Stored data
»»
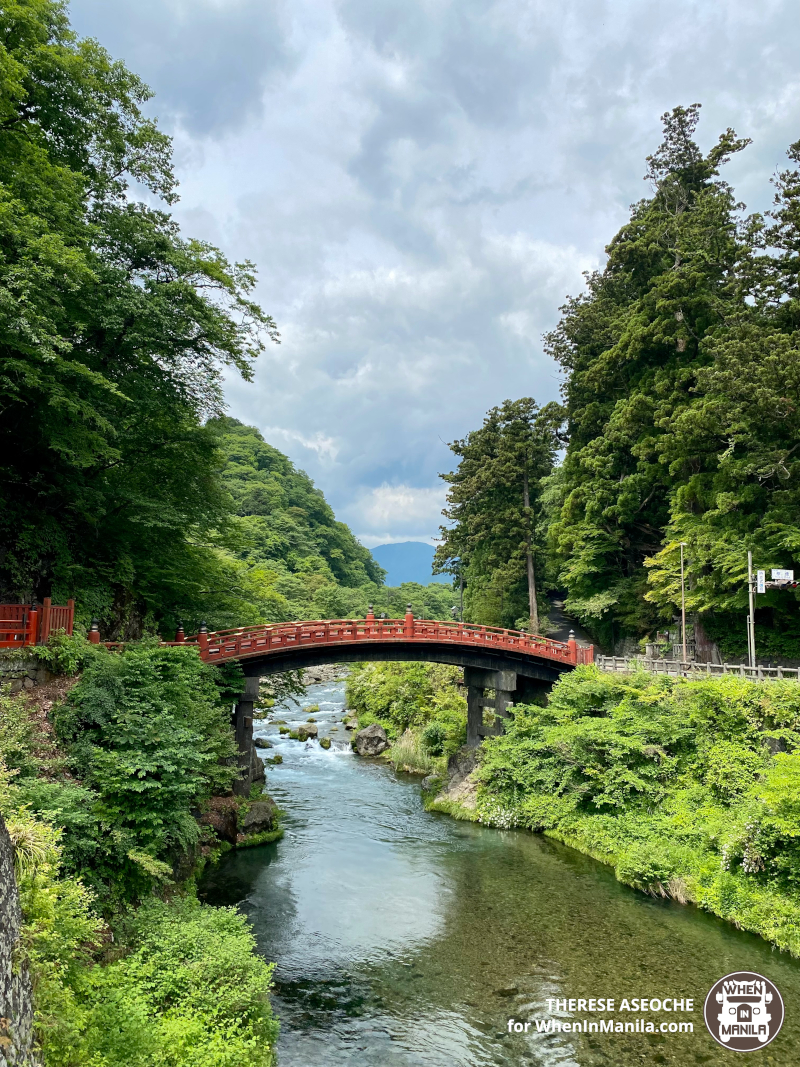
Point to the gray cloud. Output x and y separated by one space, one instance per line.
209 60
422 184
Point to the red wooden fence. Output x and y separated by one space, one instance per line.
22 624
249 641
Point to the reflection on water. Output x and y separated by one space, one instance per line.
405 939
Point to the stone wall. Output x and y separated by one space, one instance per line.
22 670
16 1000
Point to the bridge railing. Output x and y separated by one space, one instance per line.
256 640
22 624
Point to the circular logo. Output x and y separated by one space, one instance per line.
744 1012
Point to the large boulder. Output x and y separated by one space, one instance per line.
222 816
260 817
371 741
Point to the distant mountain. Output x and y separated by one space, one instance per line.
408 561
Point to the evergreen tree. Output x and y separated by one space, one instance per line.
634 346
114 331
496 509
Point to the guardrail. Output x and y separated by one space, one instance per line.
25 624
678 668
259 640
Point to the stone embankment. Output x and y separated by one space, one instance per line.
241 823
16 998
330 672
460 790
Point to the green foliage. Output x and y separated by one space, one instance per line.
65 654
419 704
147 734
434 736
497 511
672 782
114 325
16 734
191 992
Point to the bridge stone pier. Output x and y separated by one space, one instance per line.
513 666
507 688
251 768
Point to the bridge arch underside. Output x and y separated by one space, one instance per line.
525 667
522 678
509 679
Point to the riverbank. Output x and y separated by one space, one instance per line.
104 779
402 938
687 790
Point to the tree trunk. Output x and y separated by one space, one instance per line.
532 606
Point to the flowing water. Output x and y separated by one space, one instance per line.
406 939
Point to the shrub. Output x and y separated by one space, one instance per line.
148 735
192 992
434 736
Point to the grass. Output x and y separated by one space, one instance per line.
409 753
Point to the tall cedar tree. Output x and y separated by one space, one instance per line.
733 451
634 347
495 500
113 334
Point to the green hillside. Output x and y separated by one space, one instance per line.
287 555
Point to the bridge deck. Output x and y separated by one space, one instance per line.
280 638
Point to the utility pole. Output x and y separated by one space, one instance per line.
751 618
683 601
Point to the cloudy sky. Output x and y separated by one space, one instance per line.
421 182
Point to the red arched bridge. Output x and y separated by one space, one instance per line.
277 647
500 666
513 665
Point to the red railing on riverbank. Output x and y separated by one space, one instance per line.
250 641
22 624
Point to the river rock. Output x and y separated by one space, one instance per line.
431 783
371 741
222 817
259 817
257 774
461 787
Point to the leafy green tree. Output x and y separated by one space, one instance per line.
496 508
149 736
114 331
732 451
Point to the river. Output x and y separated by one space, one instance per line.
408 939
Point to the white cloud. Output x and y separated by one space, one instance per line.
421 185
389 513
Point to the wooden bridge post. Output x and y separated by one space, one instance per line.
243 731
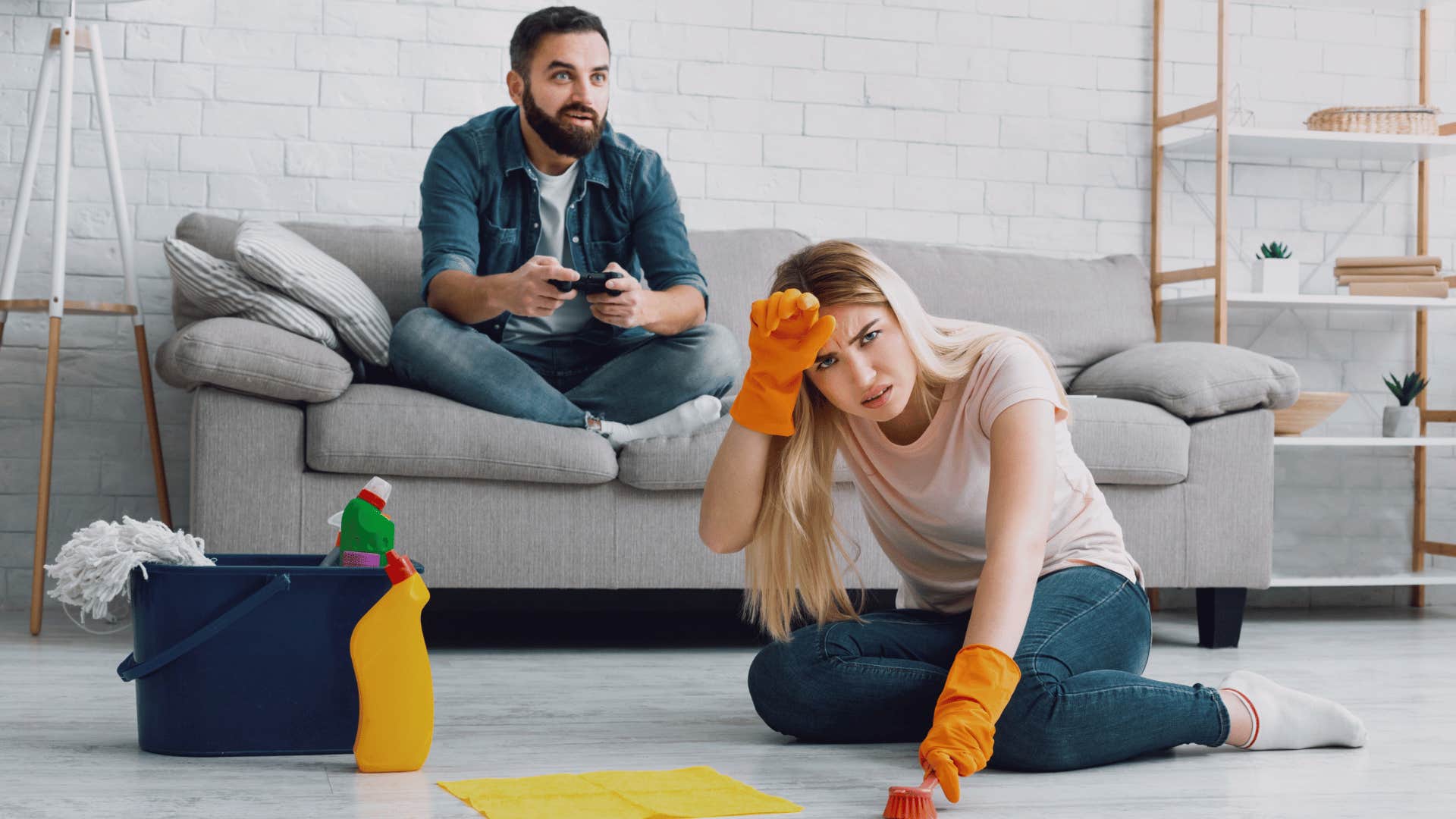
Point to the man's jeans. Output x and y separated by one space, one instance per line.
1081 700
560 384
««
Make an exact copy of every record, pictures excluded.

Point to the gray cloud. Output x and y separated by one space, one instance per line.
209 60
422 184
Point to the red wooden fence. Output x and y separated by one space, one instance per line.
22 624
249 641
Point to the reflection on water. Output x and y separated by one space, one instance per line.
405 939
Point to the stone wall. Output x and y separated by one space, one instance per line.
22 670
16 1000
Point to the bridge railing. Output x and y separated by one space, one instance per line.
256 640
22 624
Point to the circular logo. Output x and y separated by one space, one instance per line.
744 1012
Point to the large boulder. Output x and y separated by one space, one instance per line.
222 816
260 817
371 741
Point to the distant mountain. Output x and y separated by one space, one instance per line.
408 561
Point to the evergreen tree. Output x and y separated by one space, one instance per line.
634 346
114 331
496 509
Point to the guardrail. Output x and y separated by one space, one instance per line.
25 624
678 668
259 640
Point to the stone embankment. Output x and y separated by one space, one instance per line.
241 823
16 998
330 672
460 790
Point to the green foliage. Output x and y separated by one space, one instance per line.
65 654
419 704
147 734
434 736
497 511
672 782
114 325
16 734
191 992
Point to the bridge stone pier. Output x and y separated by one space, one instance per line.
513 666
507 688
251 768
Point to the bridge arch underside. Output x and y separated by one space, one instance per line.
525 667
522 678
509 679
Point to the riverbank. Output x and y separated by one space, one instance per line.
104 779
402 938
687 790
Point to the tree trunk. Output x and y separated by one space, one instance per line.
532 606
Point to the flowing water. Output x and y separated by one space, one instance per line.
406 939
Point to the shrub. Output x and y separated by one space, one instance per line.
148 735
192 992
434 736
Point to the grass. Output x and y separated by one space, one instance per line.
409 753
Point to the tall cedar tree. Output x and y separated by one space, one instance per line.
733 451
634 347
495 500
113 334
Point to the green hillside. Output x and y separated by one space, one instance per line.
287 555
Point to the bridge deck. Output x and y separated by one space, one instance per line.
280 638
Point to the utility pole. Output x and y separated by one space, one instance per line.
751 618
683 601
Point to the cloudy sky. Output x and y separated by one space, one instance per line.
421 182
Point to the red arched bridge. Output x and y separated by one space, one instance per line.
277 647
500 666
513 665
Point to the red railing on riverbank. Output x and y separated by one space, one instance per line.
250 641
22 624
Point to the river rock. Output x and y separated by one space, one instance per line.
431 783
371 741
222 817
259 817
257 774
461 787
Point to the leafy green tree. Output x and y separated by one space, one instance per line.
496 508
149 736
114 331
732 451
Point to the river. Output x and y separated by one space, one instance per line.
408 939
Point to the white cloud. Output x and y separated by one space, one instance per line.
421 185
389 513
Point to the wooden bridge post. Output x and y separated by one space, one instance per line.
243 731
Point to the man's jeans. Output x and y separated by one space, one instance per line.
1081 700
560 384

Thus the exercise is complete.